Source records ->
============

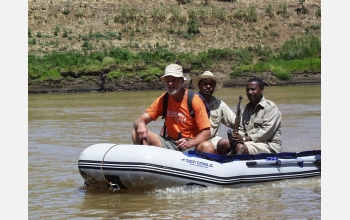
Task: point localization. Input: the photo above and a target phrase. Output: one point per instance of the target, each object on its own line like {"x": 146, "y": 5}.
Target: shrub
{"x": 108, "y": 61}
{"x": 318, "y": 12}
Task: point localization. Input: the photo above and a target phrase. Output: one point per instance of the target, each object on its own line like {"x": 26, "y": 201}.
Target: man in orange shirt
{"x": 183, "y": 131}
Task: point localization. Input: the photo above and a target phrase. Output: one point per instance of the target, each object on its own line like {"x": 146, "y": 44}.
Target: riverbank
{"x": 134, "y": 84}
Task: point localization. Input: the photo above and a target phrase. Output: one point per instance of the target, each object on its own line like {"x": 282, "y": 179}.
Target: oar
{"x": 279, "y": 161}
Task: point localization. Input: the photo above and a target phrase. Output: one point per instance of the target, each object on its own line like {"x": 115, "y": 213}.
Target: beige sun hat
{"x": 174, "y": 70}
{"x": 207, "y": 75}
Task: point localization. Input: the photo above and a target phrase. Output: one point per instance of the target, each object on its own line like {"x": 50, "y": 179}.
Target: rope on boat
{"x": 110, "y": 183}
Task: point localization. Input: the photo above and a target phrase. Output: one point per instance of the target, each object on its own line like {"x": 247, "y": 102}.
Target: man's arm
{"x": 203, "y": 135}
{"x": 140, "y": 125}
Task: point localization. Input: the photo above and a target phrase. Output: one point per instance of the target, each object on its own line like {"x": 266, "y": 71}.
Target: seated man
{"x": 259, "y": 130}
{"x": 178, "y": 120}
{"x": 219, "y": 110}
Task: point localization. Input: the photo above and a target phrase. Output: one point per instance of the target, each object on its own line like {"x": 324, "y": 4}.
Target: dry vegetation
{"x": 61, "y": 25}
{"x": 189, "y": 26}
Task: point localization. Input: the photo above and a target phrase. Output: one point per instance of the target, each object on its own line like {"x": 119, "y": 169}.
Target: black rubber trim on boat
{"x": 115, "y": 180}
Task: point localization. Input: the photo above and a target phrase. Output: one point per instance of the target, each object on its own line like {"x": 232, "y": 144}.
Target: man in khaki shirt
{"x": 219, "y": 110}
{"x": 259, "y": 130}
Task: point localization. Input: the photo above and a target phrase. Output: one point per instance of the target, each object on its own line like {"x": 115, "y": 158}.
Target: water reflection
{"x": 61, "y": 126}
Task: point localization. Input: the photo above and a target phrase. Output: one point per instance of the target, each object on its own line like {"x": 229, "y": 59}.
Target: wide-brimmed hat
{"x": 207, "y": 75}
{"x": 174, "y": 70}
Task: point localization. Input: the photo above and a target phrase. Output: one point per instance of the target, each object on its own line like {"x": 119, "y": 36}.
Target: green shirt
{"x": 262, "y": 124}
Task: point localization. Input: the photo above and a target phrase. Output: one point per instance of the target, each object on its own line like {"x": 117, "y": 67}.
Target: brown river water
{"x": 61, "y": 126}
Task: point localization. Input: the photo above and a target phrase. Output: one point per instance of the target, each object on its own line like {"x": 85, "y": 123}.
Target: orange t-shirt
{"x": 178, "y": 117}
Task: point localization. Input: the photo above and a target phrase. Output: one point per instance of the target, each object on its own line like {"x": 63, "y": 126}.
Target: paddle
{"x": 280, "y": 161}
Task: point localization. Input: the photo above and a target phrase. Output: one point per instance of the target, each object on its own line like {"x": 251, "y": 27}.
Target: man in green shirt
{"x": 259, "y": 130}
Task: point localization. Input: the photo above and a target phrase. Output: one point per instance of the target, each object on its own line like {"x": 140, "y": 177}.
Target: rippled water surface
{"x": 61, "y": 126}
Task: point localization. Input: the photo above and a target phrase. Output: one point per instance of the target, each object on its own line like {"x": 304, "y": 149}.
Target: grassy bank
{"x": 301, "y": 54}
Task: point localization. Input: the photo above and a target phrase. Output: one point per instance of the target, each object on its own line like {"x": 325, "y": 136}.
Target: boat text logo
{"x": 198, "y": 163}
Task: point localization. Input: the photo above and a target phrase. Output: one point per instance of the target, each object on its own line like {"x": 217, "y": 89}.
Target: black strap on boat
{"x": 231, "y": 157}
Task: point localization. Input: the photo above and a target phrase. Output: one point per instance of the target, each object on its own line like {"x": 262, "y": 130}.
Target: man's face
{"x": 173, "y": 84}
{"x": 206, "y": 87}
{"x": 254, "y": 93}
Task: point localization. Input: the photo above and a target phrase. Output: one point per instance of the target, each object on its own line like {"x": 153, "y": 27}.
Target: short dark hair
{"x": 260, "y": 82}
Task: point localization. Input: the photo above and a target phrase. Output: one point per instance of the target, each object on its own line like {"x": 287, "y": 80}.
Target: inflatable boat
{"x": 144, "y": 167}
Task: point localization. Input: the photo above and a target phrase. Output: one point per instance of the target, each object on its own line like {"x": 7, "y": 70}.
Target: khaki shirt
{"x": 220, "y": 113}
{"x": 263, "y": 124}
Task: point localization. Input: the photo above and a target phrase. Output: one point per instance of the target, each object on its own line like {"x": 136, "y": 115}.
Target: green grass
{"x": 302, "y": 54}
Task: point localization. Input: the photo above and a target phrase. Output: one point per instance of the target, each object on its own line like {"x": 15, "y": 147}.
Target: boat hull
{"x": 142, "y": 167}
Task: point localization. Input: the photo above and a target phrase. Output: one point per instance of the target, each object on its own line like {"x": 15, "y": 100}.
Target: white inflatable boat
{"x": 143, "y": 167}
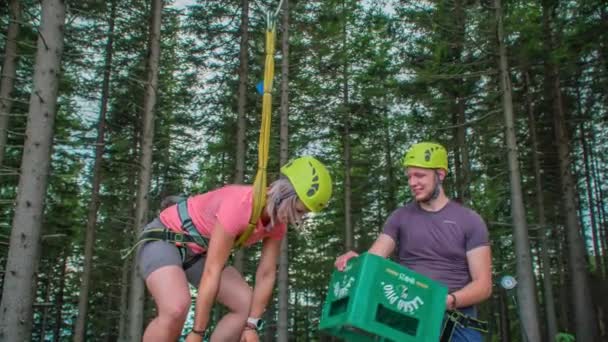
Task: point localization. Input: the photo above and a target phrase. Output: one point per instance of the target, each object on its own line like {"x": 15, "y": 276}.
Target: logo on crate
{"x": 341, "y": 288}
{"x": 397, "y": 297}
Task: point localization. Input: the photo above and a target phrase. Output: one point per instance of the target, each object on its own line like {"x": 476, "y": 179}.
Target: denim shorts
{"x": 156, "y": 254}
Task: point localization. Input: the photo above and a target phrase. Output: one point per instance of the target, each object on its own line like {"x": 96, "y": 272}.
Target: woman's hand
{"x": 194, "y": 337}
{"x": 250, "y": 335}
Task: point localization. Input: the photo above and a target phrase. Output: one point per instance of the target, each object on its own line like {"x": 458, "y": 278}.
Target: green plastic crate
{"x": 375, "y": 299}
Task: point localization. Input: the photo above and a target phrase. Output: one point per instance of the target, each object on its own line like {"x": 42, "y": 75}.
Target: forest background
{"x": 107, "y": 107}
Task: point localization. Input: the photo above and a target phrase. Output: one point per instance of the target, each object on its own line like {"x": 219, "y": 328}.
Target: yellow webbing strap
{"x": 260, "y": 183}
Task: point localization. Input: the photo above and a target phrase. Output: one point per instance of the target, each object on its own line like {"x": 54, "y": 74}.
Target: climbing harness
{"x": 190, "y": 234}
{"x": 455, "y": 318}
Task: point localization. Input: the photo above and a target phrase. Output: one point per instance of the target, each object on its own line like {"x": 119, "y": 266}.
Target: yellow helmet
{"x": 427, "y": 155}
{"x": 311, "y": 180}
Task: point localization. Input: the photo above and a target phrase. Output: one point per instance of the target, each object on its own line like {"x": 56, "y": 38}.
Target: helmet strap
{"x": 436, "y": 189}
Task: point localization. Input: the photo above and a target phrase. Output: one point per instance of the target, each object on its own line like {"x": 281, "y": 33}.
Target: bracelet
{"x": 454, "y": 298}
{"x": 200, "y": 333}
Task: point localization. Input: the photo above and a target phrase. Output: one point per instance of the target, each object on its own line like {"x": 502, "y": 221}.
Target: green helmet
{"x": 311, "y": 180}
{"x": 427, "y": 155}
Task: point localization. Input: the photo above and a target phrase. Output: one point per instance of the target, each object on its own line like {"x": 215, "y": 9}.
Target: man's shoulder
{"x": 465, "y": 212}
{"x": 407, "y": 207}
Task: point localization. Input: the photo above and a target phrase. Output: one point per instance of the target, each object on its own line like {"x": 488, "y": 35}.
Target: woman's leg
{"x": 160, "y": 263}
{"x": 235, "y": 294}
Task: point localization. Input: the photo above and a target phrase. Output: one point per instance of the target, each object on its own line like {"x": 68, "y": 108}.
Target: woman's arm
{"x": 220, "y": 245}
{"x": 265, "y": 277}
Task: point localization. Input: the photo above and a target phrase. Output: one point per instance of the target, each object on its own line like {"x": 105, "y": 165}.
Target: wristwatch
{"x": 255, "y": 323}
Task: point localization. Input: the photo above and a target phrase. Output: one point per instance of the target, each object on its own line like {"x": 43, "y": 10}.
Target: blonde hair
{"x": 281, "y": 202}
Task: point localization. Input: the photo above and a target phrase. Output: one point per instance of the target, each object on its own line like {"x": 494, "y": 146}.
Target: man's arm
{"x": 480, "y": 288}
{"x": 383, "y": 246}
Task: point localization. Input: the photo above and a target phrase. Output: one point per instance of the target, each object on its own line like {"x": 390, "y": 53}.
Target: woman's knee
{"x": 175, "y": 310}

============

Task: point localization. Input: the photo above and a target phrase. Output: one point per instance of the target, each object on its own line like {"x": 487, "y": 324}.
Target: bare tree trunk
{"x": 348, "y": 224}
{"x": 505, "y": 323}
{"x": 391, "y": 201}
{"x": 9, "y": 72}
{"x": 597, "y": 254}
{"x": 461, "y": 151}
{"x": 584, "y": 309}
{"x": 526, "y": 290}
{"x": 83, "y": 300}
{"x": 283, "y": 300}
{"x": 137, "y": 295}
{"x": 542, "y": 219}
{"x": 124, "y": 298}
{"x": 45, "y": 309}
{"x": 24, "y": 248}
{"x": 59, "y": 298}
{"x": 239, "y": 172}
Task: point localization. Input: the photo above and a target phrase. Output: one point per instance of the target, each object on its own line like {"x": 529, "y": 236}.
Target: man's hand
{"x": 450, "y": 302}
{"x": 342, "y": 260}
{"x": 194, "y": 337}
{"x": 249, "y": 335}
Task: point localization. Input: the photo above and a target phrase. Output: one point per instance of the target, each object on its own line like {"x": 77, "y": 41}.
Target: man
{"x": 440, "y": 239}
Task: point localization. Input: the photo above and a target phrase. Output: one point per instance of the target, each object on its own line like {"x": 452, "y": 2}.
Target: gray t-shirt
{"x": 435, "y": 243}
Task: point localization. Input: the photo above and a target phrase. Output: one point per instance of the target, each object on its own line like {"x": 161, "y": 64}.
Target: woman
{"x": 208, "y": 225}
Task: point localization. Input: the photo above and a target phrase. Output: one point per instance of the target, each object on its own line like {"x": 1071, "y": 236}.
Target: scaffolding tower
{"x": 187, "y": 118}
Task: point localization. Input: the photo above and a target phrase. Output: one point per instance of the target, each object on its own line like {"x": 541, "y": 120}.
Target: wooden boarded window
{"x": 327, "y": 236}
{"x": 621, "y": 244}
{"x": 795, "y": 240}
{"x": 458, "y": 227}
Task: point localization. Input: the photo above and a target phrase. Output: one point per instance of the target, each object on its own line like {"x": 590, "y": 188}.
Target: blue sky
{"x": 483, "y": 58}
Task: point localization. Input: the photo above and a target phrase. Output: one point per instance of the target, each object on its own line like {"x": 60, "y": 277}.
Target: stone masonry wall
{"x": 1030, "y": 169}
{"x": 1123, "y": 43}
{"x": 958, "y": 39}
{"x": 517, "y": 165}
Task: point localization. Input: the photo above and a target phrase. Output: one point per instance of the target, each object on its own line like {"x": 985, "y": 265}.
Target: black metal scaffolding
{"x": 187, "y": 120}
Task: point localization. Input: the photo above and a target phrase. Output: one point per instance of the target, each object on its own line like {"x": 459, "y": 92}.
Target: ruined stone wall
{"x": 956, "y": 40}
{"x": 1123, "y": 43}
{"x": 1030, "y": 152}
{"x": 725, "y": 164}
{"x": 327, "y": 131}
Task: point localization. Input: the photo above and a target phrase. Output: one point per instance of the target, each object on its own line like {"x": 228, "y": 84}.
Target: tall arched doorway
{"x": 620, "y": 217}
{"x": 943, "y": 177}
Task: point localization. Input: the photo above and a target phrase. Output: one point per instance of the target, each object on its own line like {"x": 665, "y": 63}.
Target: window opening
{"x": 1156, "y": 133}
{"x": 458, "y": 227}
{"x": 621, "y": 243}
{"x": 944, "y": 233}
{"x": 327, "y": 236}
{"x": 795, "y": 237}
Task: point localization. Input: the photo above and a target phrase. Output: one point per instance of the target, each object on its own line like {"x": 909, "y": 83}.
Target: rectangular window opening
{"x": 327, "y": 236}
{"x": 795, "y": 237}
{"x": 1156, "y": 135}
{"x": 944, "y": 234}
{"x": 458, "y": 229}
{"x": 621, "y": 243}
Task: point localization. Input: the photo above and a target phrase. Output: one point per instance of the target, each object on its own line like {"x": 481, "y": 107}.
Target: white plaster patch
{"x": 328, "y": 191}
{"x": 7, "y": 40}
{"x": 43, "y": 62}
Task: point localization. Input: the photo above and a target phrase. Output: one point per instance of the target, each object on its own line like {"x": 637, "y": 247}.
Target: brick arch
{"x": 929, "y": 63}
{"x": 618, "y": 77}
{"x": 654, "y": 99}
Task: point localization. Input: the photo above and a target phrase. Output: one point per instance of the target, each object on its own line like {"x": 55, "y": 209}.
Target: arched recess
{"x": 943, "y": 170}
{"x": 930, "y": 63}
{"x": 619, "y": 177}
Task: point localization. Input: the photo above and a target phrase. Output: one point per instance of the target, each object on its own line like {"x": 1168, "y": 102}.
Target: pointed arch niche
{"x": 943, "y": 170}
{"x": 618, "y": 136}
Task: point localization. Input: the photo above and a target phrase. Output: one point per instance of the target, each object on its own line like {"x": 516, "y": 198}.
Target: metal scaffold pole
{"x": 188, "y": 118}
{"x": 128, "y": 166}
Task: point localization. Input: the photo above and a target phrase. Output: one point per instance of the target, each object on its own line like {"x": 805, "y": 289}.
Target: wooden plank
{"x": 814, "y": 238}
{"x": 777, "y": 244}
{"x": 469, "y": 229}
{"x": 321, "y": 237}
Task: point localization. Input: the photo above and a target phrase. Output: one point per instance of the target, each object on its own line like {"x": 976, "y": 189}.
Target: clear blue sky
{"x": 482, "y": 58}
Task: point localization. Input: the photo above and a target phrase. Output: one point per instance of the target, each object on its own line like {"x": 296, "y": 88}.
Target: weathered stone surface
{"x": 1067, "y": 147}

============

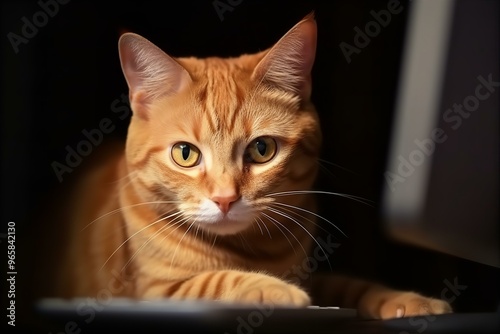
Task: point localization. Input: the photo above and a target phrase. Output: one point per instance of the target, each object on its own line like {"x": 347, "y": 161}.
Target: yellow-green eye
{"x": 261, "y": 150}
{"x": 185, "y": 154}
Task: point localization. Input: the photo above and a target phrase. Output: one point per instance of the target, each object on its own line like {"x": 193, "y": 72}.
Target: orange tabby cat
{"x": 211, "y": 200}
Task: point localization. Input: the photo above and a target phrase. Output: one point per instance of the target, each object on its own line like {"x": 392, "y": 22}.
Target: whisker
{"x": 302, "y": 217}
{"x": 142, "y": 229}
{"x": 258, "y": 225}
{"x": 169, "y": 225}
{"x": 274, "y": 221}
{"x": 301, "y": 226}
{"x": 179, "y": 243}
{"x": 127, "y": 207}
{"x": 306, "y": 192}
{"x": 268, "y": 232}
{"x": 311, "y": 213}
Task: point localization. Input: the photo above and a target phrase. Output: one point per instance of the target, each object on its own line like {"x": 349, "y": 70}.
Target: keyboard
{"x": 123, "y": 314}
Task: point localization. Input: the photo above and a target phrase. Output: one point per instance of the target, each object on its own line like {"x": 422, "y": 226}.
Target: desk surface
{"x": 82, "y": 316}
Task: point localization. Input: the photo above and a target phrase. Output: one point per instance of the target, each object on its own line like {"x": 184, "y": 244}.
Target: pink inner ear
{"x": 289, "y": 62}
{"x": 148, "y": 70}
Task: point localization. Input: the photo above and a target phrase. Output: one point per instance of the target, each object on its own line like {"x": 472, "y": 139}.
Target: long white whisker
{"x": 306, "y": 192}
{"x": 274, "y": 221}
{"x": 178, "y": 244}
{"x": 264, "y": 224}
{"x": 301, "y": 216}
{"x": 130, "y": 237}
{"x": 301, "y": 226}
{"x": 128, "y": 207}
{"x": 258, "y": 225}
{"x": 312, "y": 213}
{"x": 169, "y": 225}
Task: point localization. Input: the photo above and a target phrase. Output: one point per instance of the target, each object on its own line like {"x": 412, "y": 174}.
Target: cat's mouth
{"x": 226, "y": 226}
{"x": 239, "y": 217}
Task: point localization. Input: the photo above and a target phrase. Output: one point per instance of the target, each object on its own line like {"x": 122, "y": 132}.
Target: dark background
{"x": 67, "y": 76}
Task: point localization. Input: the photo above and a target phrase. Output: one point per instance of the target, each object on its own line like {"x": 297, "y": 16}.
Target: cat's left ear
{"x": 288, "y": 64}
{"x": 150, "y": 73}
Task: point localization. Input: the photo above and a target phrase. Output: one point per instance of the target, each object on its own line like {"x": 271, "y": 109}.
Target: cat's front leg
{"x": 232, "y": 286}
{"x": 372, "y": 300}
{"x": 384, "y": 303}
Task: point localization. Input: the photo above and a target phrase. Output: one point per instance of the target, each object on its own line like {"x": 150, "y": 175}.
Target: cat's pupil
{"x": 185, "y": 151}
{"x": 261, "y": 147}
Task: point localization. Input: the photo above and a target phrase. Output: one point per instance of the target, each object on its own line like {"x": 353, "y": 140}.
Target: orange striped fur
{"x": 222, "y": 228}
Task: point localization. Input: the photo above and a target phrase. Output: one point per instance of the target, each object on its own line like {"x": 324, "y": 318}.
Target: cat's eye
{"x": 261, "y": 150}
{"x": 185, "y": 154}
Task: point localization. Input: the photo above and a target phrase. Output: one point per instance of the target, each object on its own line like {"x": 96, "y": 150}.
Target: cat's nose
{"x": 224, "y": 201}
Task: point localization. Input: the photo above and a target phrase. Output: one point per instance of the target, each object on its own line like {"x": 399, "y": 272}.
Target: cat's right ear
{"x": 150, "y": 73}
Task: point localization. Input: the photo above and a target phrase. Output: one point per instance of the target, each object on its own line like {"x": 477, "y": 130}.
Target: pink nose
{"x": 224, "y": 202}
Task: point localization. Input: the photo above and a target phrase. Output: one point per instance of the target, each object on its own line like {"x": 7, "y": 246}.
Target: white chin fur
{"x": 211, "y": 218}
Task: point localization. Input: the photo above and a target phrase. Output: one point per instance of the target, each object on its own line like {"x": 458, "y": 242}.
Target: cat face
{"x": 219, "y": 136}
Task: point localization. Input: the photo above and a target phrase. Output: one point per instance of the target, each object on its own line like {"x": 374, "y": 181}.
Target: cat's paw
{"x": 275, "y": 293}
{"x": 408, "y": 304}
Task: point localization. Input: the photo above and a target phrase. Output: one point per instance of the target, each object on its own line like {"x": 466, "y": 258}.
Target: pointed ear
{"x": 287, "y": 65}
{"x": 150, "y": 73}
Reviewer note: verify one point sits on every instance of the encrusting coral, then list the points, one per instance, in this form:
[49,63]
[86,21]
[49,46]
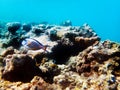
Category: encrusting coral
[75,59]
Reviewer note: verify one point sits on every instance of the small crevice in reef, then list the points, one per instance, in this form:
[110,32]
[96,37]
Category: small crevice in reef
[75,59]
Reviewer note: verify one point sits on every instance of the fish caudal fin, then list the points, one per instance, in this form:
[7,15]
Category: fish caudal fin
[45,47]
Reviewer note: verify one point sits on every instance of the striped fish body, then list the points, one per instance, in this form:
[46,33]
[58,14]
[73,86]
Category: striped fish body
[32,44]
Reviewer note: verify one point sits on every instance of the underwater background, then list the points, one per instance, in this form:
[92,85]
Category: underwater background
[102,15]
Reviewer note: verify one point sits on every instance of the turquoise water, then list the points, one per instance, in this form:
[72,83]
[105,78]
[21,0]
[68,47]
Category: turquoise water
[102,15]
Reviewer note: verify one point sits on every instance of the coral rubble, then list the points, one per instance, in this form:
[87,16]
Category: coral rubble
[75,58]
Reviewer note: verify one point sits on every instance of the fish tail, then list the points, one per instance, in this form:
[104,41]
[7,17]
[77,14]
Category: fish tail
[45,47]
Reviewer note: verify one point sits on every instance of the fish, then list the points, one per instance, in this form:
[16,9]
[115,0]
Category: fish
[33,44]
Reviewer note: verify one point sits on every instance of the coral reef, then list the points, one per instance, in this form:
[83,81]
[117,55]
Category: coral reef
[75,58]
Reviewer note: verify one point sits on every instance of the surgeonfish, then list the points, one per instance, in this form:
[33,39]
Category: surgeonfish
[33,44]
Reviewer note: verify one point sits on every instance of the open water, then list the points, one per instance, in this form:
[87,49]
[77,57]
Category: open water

============

YOUR ASSIGNMENT ->
Search the entries above for "verify". Return every line that has it.

SOLUTION TO THE EXERCISE ->
Reviewer note: verify one point sits on every instance of the encrusting coral, then list the points, one per instance, in this form:
Reviewer note: verify one point sits on every instance of the small crevice in reef, then list the points, one per instance, in this form:
Reviewer note: verify one point sits on every instance of the fish caudal fin, then list the points, one per instance, in this form:
Reviewer note: verify one point sits on every instance of the striped fish body, then list the points, one per instance, in this form:
Reviewer note: verify one point sits on every instance of the underwater background, then list the points, one per instance, in this form:
Reviewer note: verify one point sits on every instance of the turquoise water, then list the points, one per instance, in this form:
Reviewer note: verify one point sits on every instance of the coral rubble, then list the points, one per instance, in this form:
Reviewer note: verify one point sits on every instance of the fish tail, then list the points, one per instance, in this form:
Reviewer note: verify one point sits on every instance of the fish, then list the points, one per instance, in this form:
Reviewer note: verify one point sits on every instance of the coral reef, then list the points, one per instance, in this form:
Reviewer note: verify one point sits on every instance of the surgeonfish, then list the points, one per instance, in this form:
Reviewer note: verify one point sits on every instance of the open water, then list the points, one per instance, in this form:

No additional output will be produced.